Given information:
▼

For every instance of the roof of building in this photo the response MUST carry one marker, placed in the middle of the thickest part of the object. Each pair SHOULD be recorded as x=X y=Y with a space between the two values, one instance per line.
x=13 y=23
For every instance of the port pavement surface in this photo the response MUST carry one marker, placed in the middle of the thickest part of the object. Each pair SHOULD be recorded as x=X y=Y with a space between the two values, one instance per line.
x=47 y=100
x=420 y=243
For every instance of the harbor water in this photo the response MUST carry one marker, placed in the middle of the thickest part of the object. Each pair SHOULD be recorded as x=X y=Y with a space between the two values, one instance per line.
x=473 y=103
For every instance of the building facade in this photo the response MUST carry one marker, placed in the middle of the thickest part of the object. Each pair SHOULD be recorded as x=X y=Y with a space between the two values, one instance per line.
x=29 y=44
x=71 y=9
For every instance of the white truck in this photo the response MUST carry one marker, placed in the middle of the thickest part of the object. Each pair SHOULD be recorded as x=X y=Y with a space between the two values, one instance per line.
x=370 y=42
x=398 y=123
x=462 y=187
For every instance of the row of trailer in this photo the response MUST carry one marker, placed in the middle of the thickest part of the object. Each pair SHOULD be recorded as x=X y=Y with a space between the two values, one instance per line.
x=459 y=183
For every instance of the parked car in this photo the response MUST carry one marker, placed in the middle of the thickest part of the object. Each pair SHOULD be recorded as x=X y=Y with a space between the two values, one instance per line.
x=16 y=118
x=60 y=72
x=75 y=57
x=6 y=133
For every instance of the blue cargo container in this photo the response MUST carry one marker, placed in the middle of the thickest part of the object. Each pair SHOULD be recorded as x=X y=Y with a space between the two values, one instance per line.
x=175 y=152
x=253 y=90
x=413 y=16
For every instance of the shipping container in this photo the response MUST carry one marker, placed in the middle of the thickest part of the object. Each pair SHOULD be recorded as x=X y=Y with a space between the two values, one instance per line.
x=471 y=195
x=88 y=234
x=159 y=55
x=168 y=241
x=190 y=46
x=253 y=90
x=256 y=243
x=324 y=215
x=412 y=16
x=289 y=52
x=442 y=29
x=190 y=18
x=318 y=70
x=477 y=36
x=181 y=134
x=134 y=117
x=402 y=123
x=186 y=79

▲
▼

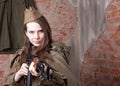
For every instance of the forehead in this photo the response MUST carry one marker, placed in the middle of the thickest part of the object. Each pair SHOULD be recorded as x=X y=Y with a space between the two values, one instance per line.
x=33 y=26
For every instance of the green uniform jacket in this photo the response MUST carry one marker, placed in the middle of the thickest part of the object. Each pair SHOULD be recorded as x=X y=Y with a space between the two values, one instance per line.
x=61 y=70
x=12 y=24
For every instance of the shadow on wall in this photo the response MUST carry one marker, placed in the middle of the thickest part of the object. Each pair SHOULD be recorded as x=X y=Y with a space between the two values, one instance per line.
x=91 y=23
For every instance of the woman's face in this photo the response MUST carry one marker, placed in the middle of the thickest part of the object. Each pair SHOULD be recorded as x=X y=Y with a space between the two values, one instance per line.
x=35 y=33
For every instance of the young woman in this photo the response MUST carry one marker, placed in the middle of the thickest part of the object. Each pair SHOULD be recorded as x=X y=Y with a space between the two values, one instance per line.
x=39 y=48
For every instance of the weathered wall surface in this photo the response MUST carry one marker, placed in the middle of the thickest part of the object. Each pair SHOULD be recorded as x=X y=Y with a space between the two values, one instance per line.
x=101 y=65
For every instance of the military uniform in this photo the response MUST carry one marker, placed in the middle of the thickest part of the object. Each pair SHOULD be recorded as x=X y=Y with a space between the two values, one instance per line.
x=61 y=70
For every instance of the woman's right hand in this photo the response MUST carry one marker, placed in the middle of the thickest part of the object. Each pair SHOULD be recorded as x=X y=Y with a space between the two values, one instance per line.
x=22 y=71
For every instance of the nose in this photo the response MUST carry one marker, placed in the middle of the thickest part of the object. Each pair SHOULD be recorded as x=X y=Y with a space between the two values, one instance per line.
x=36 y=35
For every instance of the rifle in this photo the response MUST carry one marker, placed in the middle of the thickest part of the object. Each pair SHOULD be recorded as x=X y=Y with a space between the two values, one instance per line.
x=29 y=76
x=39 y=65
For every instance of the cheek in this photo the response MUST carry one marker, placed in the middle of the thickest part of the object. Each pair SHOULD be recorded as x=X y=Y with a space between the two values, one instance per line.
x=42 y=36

▲
▼

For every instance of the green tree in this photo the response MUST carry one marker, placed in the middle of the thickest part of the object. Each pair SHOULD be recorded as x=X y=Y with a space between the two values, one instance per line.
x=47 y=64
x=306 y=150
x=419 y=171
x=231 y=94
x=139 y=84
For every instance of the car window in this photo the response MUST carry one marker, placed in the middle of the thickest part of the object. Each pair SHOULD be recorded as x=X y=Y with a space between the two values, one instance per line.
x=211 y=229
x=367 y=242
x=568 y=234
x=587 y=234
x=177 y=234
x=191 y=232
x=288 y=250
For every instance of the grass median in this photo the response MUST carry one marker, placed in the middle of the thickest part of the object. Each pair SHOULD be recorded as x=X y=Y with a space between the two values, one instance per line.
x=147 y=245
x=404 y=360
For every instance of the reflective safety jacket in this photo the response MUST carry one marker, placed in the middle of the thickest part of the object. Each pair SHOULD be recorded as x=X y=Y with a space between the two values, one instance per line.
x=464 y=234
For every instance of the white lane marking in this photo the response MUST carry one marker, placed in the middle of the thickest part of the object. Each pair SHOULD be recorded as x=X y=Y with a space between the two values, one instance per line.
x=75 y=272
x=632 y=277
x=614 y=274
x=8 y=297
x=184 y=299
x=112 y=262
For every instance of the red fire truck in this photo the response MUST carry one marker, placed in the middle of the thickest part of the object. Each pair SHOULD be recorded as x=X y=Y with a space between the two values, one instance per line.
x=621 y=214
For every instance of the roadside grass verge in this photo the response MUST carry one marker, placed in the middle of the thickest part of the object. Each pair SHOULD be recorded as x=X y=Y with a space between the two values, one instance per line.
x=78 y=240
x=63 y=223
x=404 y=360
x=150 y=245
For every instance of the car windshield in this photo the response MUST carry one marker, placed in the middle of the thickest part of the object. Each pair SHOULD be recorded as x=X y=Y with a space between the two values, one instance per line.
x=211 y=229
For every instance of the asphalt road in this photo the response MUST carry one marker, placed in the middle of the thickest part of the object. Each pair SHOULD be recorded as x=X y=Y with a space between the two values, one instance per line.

▲

What the task requires: Please give back exactly the lines of the listing above that run from the one containing "For every instance of the grass" through the one containing "For every instance of the asphalt", and only those.

Result below:
For every instance of the grass median in this photo the response MUST carry one marker, placed in the middle of the thickest part of the object. Each pair SHOULD be recorded as x=X y=Y with a space between the two values, one instance per line.
x=147 y=245
x=404 y=360
For every instance of the reflective safety jacket in this photo the response MUST carry one marker, placed in the middle of the thickest part of the object. Each pair SHOULD be recorded as x=X y=Y with a space between the two values, one instance per line.
x=464 y=234
For every instance of the white lane marking in this photo the response MUST carry one marker, placed in the middle of the thickest part of the object. Each pair SHOULD be recorded as x=X y=Y with a space between the two values, one instance per line.
x=75 y=272
x=632 y=277
x=614 y=274
x=8 y=297
x=184 y=299
x=112 y=262
For every instance of the red fire truck in this photo the response MUST carry one marker, placed in the middle of the thickest part of the object. Each pair SHOULD be recorded as x=X y=Y with a space between the two values, one instance per line.
x=621 y=214
For every instance of the roadside grass verge in this photo the response MUST carry one marker, placed in the middle of the thickest part of the object. Each pair SHOULD be recorded as x=X y=Y with a space between the two values, one instance per line.
x=78 y=240
x=63 y=223
x=404 y=360
x=150 y=245
For every instance of the car windshield in this photo the response MUST carry one marker, placed in the middle of the thickest part of the object. Each pair SHOULD be recorded as x=X y=Y with a space between the two values, one instance per line.
x=211 y=229
For every instance of the asphalt road in this photo the response MUST carry one marker, placed in the middle of the thickest part of the object. Each pair SHOULD be recorded as x=X y=Y with a space between the two values, one instance per line.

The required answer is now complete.